- Short task 1 -
In the excerpt on projected 2012 emissions for Delaware's electric generating units, what NOx emission rate was Edge Moor Unit 3 assumed to meet under 7 DE Admin Code 1146?
- Short task 2 -
Continue the excerpt on projected 2012 emissions for Delaware's electric generating units, starting after its final sentence.

- Selection -
## Start

For this review, 2009 was selected as the base year for two reasons; 1) 2009 represented the latest available data and included EGU operation in compliance with recent state regulatory requirements, and 2) region-specific information was available from PJM to predict 2012 generation requirements. For determining the 2009 generation and emissions data for the population of Delaware’s generating units, data from EPA’s CAMD database was utilized. Generation data for each of the units came from annual CAMD data. In order to be more representative of emission controls that came into effect for some of the units on May 1, 2009 in response to Delaware regulatory requirements, NOx and SO2 emission data was taken to be the 2009 CAMD ozone season data. To determine the electric demand increase, PJM’s January 2010 Load Forecast Report was consulted. Delaware is part of PJM’s DPL region. In PJM report, PJM predicted increases in annual electric consumption for the: 1.4% above 2009 for 2010, 1.4% above 2010 for 2011, and 1.5% above 2011 for 2012. These increases along with the 2009 CAMD data were utilized to estimate the 2012 generation for the Delaware EGUs on a facility and unit basis.
For the purpose of this evaluation, the 2012 generation for the Christiana Units 11 and 14 was assumed to be that grown from the 2009 data. The 2012 NOx and SO2 emission rates were assumed to remain the same as the 2009 data, as there are no known plans for changes in emission controls for these units through 2012.
The recent new owner of Edge Moor Unit 3 has indicated that Edge Moor Unit 3 will no longer fire coal fuel, but will operate on its current alternate fuels of residual fuel oil, natural gas, and landfill gas. Because this unit also is the normal steam supply for an adjacent industrial plant, its operation is not as directly dependent upon economic dispatch as other units in the region. As the unit will already be on line for support of the industrial facility and not subject to startup/shutdown costs, it will remain able to pick up economic dispatch/opportunity load, tending to keep the overall capacity factor at approximately historic levels in spite of a change in fuel costs. Regarding NOx emissions, the unit was assumed to come in compliance with the requirements of Delaware’s 7 DE Admin Code 1146, 0.125 lb. /MMBTU. Regarding SO2 emissions, it was assumed that the SO2 emission rate would be that demonstrated by Edge Moor Unit 5 during 2009, as Edge Moor Unit 5 already fired the same set of fuels that Edge Moor 3 will be utilizing with similar fuel costs and constraints.

## End

- Extracted data -
## Start

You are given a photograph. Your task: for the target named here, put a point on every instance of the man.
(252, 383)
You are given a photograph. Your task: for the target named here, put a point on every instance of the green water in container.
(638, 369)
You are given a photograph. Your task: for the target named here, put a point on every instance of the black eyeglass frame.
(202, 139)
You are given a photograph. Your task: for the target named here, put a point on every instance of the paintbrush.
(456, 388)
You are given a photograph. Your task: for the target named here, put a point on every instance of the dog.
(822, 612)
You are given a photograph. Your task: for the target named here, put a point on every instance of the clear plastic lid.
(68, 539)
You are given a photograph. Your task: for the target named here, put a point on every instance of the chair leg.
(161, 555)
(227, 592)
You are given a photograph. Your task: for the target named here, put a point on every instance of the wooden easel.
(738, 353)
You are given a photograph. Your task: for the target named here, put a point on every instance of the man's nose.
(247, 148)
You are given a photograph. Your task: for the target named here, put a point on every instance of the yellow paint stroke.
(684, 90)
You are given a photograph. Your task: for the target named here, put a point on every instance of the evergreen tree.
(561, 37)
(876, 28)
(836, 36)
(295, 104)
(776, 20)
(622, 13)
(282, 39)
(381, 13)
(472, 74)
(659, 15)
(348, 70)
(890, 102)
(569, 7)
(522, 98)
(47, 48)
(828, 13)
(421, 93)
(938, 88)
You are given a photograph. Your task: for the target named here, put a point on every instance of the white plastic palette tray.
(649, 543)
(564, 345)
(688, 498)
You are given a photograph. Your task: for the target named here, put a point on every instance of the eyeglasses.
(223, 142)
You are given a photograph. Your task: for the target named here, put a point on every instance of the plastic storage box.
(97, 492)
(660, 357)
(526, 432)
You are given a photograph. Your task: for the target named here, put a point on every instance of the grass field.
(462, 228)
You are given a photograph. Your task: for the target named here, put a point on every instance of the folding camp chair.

## End

- Task result 1 -
0.125 lb./MMBTU

- Task result 2 -
The recent new owner of Edge Moor Unit 4 has indicated that the Edge Moor Unit 4 will no longer fire coal fuel, but will operate in its current alternate fuels of residual oil, natural gas, and landfill gas. Because of the increase in fuel costs, it is assumed that this unit’s position in the economic dispatch hierarchy will change and the unit will be called on PJM less frequently. For this review, Edge Moor Unit 4’s annual capacity factor was assumed to be 3%, which is similar to other oil/gas steam units in the area. Regarding NOx emissions, the unit was assumed to come in compliance with the requirements of Delaware’s 7 DE Admin Code 1146, 0.125 lb. /MMBTU. Regarding SO2 emissions, it was assumed that the SO2 emission rate would be that demonstrated by Edge Moor Unit 5 during 2009, as Edge Moor Unit 5 already fired the same set of fuels that Edge Moor 4 will be utilizing with similar fuel costs and constraints. The drop in generation from the 2009 level for this unit is assumed to be picked up evenly by the adjacent six Hay Road 1-6 combustion turbines and associated combined cycle steam units.
For the purposes of this evaluation, the 2012 generation for Edge Moor Unit 5 was assumed to be that grown from the 2009 data. The 2012 SO2 emission rates were assumed to remain the same as the 2009 data, as there are no known plans for changes in SO2 controls for this unit through 2012. Regarding NOx emissions, the unit was assumed to come in compliance with the requirements of Delaware’s 7 DE Admin Code 1146, 0.125 lb./MMBTU.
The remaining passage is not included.